[Referring expression grounding data]
Content starts
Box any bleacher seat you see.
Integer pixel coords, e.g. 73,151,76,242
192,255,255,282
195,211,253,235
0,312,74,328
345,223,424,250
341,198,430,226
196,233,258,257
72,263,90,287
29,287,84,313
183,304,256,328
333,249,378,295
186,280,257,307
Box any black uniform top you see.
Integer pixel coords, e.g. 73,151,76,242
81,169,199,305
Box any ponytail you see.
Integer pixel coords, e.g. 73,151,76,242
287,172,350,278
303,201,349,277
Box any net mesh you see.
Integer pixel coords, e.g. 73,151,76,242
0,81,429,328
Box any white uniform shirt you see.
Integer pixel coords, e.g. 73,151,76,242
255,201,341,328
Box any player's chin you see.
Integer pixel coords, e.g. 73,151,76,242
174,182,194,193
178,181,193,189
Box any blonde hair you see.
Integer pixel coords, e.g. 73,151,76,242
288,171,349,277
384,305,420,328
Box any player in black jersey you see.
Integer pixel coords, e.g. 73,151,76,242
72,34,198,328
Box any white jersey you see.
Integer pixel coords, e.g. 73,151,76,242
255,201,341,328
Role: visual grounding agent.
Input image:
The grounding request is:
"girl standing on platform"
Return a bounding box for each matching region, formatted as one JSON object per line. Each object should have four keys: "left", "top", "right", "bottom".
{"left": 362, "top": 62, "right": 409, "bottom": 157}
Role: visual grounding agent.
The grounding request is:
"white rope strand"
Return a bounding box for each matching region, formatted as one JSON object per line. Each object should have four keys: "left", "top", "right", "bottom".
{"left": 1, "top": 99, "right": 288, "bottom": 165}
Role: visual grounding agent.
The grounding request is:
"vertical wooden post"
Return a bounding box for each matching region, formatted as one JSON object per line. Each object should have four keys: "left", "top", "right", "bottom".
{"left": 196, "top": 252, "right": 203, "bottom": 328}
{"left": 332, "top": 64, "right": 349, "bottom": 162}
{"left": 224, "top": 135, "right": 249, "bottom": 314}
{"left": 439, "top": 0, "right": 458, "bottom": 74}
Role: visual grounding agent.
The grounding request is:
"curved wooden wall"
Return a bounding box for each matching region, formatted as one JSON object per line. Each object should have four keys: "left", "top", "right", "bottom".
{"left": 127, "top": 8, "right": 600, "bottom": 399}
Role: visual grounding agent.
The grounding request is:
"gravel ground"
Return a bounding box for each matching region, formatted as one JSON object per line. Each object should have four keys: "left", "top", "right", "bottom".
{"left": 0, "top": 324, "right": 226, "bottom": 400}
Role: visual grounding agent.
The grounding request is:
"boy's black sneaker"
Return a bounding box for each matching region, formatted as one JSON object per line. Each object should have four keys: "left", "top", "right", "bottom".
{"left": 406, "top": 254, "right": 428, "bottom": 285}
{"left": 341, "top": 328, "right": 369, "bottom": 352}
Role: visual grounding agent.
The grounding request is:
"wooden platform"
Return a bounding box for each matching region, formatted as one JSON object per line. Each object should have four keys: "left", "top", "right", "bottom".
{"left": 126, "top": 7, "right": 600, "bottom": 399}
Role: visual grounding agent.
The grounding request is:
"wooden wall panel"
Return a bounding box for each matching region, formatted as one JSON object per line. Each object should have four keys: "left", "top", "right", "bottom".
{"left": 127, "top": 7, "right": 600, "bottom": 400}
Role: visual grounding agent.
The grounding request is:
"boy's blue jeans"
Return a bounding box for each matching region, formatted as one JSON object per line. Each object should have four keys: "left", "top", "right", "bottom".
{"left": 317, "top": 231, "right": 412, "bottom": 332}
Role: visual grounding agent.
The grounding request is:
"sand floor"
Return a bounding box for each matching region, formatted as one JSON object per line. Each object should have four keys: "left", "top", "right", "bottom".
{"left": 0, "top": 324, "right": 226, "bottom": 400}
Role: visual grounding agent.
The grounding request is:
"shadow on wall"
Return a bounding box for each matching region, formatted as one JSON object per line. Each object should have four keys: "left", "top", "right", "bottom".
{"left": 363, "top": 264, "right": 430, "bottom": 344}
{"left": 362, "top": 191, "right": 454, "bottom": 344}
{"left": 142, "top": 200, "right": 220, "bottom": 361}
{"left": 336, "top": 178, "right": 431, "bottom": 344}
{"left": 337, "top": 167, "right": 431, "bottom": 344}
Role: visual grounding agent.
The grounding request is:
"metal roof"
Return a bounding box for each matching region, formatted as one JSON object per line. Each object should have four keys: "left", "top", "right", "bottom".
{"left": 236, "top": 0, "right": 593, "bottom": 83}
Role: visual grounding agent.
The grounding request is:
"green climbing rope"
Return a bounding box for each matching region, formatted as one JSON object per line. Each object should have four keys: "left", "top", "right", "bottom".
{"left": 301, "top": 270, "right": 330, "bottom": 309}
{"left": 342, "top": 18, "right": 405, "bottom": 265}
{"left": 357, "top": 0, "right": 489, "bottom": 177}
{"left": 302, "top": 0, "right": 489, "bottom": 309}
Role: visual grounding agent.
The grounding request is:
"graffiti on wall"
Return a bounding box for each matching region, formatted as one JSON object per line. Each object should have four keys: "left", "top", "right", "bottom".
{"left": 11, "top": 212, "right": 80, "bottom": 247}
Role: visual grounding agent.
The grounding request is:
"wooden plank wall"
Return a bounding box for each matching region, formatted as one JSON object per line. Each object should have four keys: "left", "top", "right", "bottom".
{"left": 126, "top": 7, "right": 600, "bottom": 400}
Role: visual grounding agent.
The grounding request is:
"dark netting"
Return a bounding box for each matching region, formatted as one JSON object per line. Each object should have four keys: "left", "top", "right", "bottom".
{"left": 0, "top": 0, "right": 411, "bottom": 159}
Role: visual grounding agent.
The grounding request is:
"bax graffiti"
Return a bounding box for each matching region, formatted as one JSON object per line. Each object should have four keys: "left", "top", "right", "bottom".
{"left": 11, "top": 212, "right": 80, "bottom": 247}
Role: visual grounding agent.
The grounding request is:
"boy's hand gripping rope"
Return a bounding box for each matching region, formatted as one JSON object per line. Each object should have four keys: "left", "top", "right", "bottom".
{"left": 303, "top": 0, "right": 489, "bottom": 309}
Content ends
* Task brief:
Only an exact copy of the data above will do.

* Solution:
Box any bleacher seat you see.
Integer pixel coords, e.g. 73,151,76,242
192,255,255,282
195,211,253,235
0,312,74,328
345,223,424,250
341,198,430,226
196,233,258,257
72,263,90,287
29,287,84,313
183,304,256,328
333,249,378,295
186,280,257,307
Box any black uniform top you see.
Integer pixel coords, e.g. 73,151,76,242
81,169,199,305
Box any ponytail you see.
Integer pixel coords, e.g. 73,151,76,242
287,172,350,278
303,201,349,277
Box any net mesh you see.
Integer pixel coords, e.g. 73,151,76,242
0,81,429,328
Box any white uniform shirt you see.
Integer pixel coords, e.g. 73,151,76,242
255,201,341,328
Box any player's chin you see.
Integer pixel coords, e.g. 73,151,76,242
174,182,194,193
178,181,193,189
Box any blonde hair you see.
Integer pixel coords, e.g. 73,151,76,242
288,171,349,277
384,305,420,328
Box any player in black jersey you see.
Integer pixel coords, e.g. 73,151,76,242
72,34,198,328
Box any white jersey you see.
Integer pixel coords, e.g. 73,151,76,242
255,201,341,328
Role: visual grounding agent.
Input image:
The grounding request is:
"girl standing on platform"
Return a bounding box for each matching region, formatted as one JSON object per line. Each object should have four keys: "left", "top", "right", "bottom".
{"left": 362, "top": 62, "right": 409, "bottom": 157}
Role: visual grounding agent.
The grounding request is:
"white rope strand"
Return a bounding box for each matching region, formatted as one JSON object per line. Each object should have four keys: "left", "top", "right", "bottom".
{"left": 1, "top": 99, "right": 288, "bottom": 165}
Role: visual grounding agent.
The grounding request is:
"vertical wooden post"
Return a bounding box for each matching region, formatted as one JSON object per line. Each object should have four keys: "left", "top", "right", "bottom".
{"left": 196, "top": 252, "right": 203, "bottom": 328}
{"left": 332, "top": 64, "right": 349, "bottom": 162}
{"left": 224, "top": 135, "right": 249, "bottom": 314}
{"left": 439, "top": 0, "right": 458, "bottom": 74}
Role: visual grounding agent.
The grounding request is:
"curved wooden wall"
Return a bounding box for each matching region, formatted as one JSON object per line. Each object should have four keys: "left", "top", "right", "bottom".
{"left": 127, "top": 8, "right": 600, "bottom": 399}
Role: visual grounding agent.
The grounding request is:
"gravel ground"
Return a bounding box for each matching region, formatted as one JSON object per line. Each object should have four keys: "left", "top", "right", "bottom".
{"left": 0, "top": 324, "right": 226, "bottom": 400}
Role: visual grounding agent.
The grounding request is:
"boy's black sneaker"
Return a bounding box for each matching region, formatted as one JSON object per line. Each object should have four keys: "left", "top", "right", "bottom".
{"left": 406, "top": 254, "right": 428, "bottom": 285}
{"left": 341, "top": 328, "right": 369, "bottom": 352}
Role: visual grounding agent.
The grounding request is:
"wooden platform"
Return a bounding box for each matching region, formatted as one JSON object per line. Each object should have four keys: "left", "top", "right", "bottom".
{"left": 126, "top": 7, "right": 600, "bottom": 399}
Role: visual grounding agent.
The grounding request is:
"wooden wall panel"
Return a bounding box for each matching region, formatted as one JSON object per line. Each object should have four keys: "left", "top", "right", "bottom".
{"left": 127, "top": 7, "right": 600, "bottom": 400}
Role: visual grounding agent.
The grounding request is:
"boy's blue jeans"
Return a bounding box for each matching region, formatted as one JSON object per line. Each object should have four keys: "left", "top", "right", "bottom".
{"left": 317, "top": 231, "right": 412, "bottom": 332}
Role: visual grounding agent.
The grounding request is:
"sand floor"
Return a bounding box for each matching region, formatted as one JSON object per line. Each object should have four keys: "left", "top", "right", "bottom".
{"left": 0, "top": 324, "right": 226, "bottom": 400}
Role: visual grounding agent.
The grounding request is:
"shadow on wall"
Return a bounding box for each matching region, formatted as one JSON object per line. Each object should have four keys: "left", "top", "right", "bottom".
{"left": 363, "top": 264, "right": 430, "bottom": 344}
{"left": 362, "top": 191, "right": 454, "bottom": 344}
{"left": 142, "top": 200, "right": 220, "bottom": 361}
{"left": 336, "top": 178, "right": 431, "bottom": 344}
{"left": 337, "top": 167, "right": 431, "bottom": 344}
Role: visual grounding agent.
The grounding request is:
"metal roof"
Return a bounding box for each matching region, formatted as one JSON object per line. Each object should have four keys: "left", "top", "right", "bottom".
{"left": 236, "top": 0, "right": 593, "bottom": 83}
Role: visual grounding agent.
The grounding request is:
"green climbing rope"
Return a bounding box for each matching region, formatted as one JSON object per line. Each object should have four keys: "left", "top", "right", "bottom".
{"left": 301, "top": 270, "right": 330, "bottom": 309}
{"left": 342, "top": 18, "right": 405, "bottom": 265}
{"left": 357, "top": 0, "right": 489, "bottom": 177}
{"left": 302, "top": 0, "right": 489, "bottom": 309}
Role: visual grounding agent.
The grounding request is:
"graffiti on wall"
Return a bounding box for each matching region, formatted as one JSON object per line. Each object should have four keys: "left", "top", "right", "bottom".
{"left": 11, "top": 212, "right": 80, "bottom": 247}
Role: visual grounding agent.
The grounding request is:
"wooden plank wall"
Return a bounding box for each matching region, formatted as one JSON object per line. Each object should have four keys: "left", "top", "right", "bottom".
{"left": 126, "top": 7, "right": 600, "bottom": 400}
Role: visual grounding agent.
The grounding request is:
"dark netting"
Return a bounding box for each matching region, formatted as one JSON object per line. Each object should have four keys: "left", "top", "right", "bottom".
{"left": 0, "top": 0, "right": 411, "bottom": 159}
Role: visual grounding agent.
The grounding request is:
"bax graffiti"
Return a bounding box for each matching region, formatted as one JSON object per line. Each object should have four keys: "left", "top", "right", "bottom".
{"left": 11, "top": 212, "right": 80, "bottom": 247}
Role: visual grounding agent.
The grounding request is:
"boy's hand gripping rope"
Return a bounding box for each matching region, formatted as one JSON object per line. Each object should have four keys: "left", "top", "right", "bottom".
{"left": 303, "top": 0, "right": 489, "bottom": 309}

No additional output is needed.